Rescale the listing below, starting at the line containing "GET /detect?q=browned cauliflower" and ending at the line containing "top-left (39, 344), bottom-right (99, 414)". Reproduce only those lines in full, request lines included, with every box corner coordinate multiplied by 1.75 and rounded to a whole number (halves round up), and leave the numbers in the requests and their format samples unchanged.

### Records for this exercise ###

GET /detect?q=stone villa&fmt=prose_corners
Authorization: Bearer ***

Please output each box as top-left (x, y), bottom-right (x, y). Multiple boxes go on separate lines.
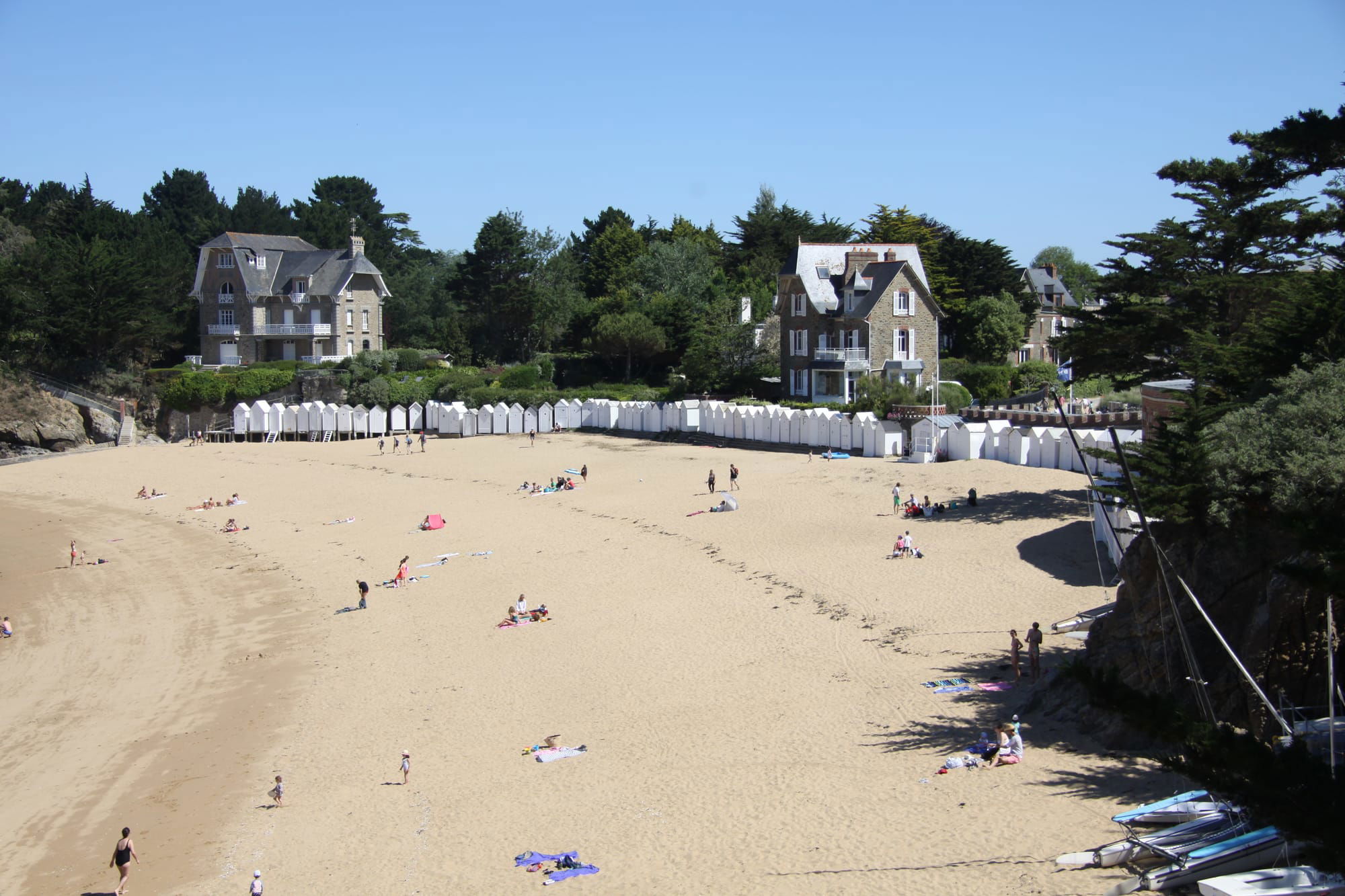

###
### Records for this exercise ###

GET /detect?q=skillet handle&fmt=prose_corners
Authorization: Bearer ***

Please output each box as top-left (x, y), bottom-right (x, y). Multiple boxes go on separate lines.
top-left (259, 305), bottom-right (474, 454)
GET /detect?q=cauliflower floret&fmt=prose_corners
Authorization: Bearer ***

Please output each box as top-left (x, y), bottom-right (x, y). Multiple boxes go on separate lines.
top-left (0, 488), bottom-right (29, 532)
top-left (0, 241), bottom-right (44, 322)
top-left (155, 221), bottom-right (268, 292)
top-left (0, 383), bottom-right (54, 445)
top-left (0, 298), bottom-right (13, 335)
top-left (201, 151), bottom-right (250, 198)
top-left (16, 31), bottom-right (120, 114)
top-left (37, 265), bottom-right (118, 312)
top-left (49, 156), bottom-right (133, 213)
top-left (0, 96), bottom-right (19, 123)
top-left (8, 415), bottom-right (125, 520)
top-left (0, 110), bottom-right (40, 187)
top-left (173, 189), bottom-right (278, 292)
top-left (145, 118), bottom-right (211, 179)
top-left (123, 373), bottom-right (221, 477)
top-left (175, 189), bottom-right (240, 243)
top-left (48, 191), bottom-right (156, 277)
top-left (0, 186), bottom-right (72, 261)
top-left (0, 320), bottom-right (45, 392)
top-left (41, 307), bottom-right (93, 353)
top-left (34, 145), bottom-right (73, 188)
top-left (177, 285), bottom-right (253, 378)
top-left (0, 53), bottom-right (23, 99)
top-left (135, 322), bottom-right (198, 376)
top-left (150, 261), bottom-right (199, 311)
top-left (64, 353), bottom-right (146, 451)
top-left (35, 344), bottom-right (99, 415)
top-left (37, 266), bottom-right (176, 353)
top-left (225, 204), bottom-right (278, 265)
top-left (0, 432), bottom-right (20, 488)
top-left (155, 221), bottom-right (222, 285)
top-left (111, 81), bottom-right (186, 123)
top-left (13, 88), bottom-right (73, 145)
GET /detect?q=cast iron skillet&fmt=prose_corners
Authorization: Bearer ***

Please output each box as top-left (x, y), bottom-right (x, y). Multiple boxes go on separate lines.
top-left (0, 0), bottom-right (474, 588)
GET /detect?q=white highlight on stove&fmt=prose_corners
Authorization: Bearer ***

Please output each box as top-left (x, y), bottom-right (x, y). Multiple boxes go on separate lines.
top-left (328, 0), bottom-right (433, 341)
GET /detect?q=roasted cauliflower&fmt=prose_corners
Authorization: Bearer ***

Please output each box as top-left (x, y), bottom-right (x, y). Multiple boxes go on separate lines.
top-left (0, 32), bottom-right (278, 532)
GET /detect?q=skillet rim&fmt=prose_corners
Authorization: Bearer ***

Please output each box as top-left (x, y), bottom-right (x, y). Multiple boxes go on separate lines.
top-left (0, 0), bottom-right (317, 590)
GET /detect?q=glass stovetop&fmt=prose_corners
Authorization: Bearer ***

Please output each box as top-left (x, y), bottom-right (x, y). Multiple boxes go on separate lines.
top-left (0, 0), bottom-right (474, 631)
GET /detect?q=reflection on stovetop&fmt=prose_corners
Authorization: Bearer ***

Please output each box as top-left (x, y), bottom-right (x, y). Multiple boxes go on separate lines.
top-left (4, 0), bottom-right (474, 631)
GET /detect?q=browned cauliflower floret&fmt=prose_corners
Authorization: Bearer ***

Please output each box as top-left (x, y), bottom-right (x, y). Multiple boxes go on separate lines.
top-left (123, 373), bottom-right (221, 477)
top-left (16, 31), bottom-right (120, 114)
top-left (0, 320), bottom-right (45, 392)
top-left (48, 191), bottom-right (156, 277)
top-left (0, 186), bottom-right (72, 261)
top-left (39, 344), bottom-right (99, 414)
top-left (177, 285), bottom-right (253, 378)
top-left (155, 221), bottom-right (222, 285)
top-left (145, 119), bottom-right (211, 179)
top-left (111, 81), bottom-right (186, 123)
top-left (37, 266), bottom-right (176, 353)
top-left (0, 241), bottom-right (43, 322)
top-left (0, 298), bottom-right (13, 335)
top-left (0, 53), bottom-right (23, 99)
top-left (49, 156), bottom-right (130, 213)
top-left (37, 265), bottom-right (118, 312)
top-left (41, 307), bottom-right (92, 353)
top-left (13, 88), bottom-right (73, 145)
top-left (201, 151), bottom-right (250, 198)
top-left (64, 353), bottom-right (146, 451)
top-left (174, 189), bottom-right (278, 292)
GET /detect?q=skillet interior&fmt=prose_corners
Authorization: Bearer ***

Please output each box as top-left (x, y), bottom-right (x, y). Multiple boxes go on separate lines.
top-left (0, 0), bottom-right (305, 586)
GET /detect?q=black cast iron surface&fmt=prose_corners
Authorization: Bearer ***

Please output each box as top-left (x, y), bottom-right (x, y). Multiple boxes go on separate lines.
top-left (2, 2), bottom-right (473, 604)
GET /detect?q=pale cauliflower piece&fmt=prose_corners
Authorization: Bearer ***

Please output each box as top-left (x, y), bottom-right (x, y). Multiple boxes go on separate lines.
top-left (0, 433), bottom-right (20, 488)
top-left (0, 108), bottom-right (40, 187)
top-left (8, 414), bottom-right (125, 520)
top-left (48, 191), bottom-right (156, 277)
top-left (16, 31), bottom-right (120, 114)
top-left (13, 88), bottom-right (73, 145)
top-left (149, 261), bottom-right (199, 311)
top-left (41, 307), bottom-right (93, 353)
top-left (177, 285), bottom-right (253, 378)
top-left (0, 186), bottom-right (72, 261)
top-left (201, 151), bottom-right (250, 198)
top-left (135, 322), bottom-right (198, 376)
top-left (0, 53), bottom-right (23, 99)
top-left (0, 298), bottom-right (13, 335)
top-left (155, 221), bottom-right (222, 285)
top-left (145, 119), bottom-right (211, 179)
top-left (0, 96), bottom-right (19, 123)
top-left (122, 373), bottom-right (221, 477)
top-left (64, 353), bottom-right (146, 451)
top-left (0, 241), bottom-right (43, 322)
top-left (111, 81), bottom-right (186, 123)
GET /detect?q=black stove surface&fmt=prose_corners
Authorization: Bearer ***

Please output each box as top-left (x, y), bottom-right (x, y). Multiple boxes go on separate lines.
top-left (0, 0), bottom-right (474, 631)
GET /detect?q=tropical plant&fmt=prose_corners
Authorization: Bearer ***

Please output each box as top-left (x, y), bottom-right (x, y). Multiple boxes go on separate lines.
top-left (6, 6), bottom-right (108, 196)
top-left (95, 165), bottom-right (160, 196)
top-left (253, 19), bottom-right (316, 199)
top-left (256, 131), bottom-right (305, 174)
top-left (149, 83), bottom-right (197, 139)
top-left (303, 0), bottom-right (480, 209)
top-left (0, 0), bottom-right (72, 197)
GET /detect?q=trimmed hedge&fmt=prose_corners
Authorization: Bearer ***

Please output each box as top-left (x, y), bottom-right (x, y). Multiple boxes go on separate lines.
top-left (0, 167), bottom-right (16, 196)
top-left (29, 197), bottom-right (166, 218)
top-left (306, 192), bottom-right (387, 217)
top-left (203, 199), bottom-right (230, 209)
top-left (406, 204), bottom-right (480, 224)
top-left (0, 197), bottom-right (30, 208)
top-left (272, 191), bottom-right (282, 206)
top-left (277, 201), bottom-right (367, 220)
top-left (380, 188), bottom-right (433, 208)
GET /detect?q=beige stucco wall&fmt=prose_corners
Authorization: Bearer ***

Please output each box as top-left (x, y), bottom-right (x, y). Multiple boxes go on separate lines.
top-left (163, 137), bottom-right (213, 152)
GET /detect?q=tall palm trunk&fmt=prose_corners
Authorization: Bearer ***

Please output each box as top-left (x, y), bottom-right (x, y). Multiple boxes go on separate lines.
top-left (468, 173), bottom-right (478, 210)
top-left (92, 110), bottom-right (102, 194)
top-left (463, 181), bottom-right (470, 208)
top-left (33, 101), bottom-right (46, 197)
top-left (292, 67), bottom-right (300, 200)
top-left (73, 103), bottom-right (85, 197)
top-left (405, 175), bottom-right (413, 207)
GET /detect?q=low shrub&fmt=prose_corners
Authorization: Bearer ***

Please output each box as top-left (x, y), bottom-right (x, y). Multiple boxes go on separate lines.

###

Result of the exercise —
GET /detect?q=browned cauliflower floret&fmt=prose_corners
Authorization: Bearer ***

Please output each box as top-left (x, y), bottom-right (x, y). Multiple boxes go on separate lines.
top-left (215, 653), bottom-right (387, 835)
top-left (28, 54), bottom-right (210, 200)
top-left (0, 560), bottom-right (79, 686)
top-left (84, 334), bottom-right (273, 485)
top-left (0, 326), bottom-right (126, 457)
top-left (68, 602), bottom-right (173, 725)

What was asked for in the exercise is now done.